start PROVIDED DATA
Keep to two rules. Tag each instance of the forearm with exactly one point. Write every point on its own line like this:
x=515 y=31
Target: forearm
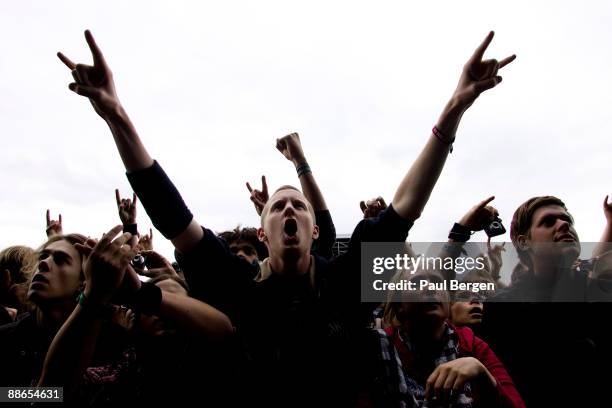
x=604 y=243
x=71 y=351
x=311 y=191
x=195 y=317
x=416 y=187
x=133 y=153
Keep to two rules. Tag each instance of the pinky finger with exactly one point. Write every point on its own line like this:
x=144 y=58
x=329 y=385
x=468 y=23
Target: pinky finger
end PROVIDED DATA
Put all of the data above into a numbered list, one line per item, and skip any blank lines. Leave the pictures out.

FINAL RESULT:
1. Keep to two rules. Tag each instance of the forearm with exactly one point. Write every point on its own line like this:
2. x=515 y=31
3. Target: forearm
4. x=604 y=243
5. x=71 y=351
6. x=311 y=191
7. x=195 y=317
8. x=416 y=187
9. x=133 y=153
10. Keep to two rules. Tag each instance of the pinky finger with exactly one point. Write every point on its own line like this:
11. x=144 y=58
12. x=329 y=385
13. x=468 y=23
14. Target: pinky finger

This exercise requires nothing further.